Aim - Gather and copy out every line of the material below that contains the word "denim".

Stored rows -

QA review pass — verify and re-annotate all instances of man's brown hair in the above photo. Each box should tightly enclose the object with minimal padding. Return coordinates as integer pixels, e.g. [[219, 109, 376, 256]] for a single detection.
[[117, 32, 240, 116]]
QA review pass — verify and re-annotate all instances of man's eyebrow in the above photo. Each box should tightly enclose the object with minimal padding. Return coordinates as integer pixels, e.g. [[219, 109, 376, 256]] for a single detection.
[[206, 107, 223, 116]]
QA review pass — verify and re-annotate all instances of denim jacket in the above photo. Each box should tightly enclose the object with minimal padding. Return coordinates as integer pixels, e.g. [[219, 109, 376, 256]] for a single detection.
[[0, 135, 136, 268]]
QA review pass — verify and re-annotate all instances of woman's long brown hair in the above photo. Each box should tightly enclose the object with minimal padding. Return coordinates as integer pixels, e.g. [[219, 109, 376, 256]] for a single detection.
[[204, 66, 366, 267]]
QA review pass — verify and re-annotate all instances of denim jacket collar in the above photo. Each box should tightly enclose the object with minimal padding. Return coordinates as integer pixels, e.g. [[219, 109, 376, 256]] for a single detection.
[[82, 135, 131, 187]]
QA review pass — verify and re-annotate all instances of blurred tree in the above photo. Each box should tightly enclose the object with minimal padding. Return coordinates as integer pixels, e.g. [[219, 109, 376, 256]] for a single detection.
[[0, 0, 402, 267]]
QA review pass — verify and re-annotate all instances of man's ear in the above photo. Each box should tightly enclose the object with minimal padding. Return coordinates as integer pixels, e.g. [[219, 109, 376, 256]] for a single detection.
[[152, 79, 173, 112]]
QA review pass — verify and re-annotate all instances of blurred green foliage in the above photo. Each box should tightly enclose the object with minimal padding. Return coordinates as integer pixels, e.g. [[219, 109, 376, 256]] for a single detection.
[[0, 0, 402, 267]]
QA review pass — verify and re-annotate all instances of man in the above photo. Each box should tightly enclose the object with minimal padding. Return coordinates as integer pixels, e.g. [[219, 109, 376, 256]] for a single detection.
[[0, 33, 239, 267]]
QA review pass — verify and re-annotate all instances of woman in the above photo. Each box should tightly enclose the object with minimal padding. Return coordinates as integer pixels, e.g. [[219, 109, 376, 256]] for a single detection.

Solved problem -
QA review pass — verify and re-annotate all instances of denim jacket in the above photo. Each box should tightly enclose the object with minimal padding. Return coordinates as integer pixels, e.g. [[219, 109, 376, 256]] for a single detection.
QA review pass — verify and re-annotate all instances of denim jacket collar in the above photo. Each box should tightly enclose the object with minimal padding. Return coordinates as integer pixels, e.g. [[219, 109, 376, 256]] for a single detection.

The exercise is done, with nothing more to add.